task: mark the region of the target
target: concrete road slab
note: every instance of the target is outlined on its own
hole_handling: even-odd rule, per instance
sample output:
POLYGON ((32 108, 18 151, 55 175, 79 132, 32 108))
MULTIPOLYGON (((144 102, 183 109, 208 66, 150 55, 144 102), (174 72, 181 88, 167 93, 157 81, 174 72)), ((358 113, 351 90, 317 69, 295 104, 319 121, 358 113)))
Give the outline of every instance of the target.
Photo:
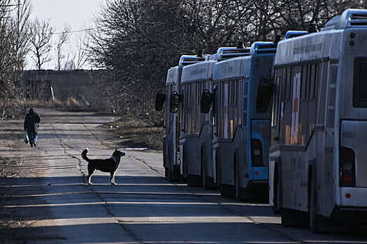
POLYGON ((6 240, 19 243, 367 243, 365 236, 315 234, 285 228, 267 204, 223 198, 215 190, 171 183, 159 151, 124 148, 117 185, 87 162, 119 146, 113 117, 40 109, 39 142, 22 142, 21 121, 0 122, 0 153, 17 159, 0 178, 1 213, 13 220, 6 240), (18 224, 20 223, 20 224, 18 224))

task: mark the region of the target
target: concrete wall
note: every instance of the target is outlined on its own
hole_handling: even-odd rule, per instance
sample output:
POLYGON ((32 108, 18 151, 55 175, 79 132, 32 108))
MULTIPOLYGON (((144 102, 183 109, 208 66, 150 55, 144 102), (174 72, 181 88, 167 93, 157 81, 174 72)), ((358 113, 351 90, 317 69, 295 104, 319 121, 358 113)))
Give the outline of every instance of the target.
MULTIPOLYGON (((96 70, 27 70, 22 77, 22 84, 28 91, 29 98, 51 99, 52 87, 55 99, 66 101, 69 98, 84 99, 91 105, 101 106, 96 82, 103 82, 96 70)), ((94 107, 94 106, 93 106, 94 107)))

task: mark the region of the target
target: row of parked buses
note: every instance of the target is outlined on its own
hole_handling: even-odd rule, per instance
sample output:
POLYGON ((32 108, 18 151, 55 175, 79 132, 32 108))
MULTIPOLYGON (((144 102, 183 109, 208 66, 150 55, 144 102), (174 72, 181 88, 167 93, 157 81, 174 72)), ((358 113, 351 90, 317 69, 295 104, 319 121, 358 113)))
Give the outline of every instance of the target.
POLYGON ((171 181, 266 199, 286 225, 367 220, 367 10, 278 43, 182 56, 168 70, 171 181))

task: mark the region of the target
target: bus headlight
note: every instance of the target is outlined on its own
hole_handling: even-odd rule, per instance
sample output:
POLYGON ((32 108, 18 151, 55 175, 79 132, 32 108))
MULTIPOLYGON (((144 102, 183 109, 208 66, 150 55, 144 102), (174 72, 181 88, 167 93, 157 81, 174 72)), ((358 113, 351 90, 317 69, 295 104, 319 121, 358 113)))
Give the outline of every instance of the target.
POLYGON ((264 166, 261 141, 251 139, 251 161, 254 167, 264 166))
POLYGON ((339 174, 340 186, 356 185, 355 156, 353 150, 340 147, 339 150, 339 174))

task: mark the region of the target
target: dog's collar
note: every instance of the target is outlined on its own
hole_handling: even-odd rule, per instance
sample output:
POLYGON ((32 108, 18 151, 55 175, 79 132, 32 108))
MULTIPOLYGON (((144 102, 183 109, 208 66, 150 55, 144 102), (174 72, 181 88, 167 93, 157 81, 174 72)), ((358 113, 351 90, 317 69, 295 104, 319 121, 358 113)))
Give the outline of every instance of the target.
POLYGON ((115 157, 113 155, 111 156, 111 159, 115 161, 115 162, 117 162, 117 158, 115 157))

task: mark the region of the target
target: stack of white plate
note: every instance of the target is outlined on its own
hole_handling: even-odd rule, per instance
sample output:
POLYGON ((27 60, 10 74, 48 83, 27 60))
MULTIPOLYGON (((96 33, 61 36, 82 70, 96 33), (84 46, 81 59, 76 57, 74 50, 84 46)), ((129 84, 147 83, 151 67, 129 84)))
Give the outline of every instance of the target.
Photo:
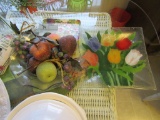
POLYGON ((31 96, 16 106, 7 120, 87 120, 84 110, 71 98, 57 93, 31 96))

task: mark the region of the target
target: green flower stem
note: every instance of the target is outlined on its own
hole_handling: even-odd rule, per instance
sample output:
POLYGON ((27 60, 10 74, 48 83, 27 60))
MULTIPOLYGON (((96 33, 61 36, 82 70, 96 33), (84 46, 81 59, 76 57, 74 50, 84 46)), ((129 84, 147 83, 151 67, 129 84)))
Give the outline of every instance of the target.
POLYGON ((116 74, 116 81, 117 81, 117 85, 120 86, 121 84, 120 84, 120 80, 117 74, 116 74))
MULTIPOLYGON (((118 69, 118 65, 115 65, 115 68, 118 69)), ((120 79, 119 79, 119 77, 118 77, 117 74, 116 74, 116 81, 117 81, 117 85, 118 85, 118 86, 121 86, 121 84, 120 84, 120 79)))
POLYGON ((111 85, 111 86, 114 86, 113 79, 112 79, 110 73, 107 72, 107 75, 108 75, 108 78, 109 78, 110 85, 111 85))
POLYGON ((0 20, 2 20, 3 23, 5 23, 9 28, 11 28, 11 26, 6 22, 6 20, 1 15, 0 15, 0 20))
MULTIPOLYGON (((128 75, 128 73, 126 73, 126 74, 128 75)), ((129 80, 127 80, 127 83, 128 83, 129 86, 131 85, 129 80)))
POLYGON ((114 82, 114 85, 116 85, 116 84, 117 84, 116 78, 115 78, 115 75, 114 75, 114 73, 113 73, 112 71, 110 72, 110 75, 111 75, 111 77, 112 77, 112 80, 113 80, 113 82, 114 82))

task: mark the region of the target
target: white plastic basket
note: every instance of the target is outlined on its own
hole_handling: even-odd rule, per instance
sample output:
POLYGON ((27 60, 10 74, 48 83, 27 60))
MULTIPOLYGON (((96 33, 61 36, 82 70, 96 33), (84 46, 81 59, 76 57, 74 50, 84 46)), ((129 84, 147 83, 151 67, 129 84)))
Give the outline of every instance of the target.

════════════════════

Exercise brief
Reproduce the entries above, starting at the first line and ending at the line that contains "POLYGON ((6 240, 19", with their requests, and shift each polygon coordinate in the answers by adding 145 to it, leaving the requests and their sample outputs unchanged. Leave the pictures out.

Written response
task: mark the region of the target
target: concrete road slab
note: every instance of the target is outlined on its own
hole_handling: even-odd rule, per instance
sample output:
POLYGON ((32 108, 18 151, 55 175, 79 132, 32 108))
MULTIPOLYGON (((144 102, 183 109, 208 66, 150 55, 144 102), (174 72, 181 88, 167 93, 157 81, 174 72)), ((358 113, 351 90, 317 69, 295 104, 319 121, 358 113)))
Give the outline of every instance of the target.
Photo:
POLYGON ((151 385, 164 388, 512 388, 510 381, 460 379, 430 373, 412 349, 368 343, 360 335, 316 328, 304 296, 269 293, 262 330, 232 307, 264 291, 258 262, 185 254, 184 287, 167 287, 166 266, 145 267, 145 298, 162 304, 145 323, 146 358, 158 365, 151 385), (163 369, 165 368, 165 369, 163 369))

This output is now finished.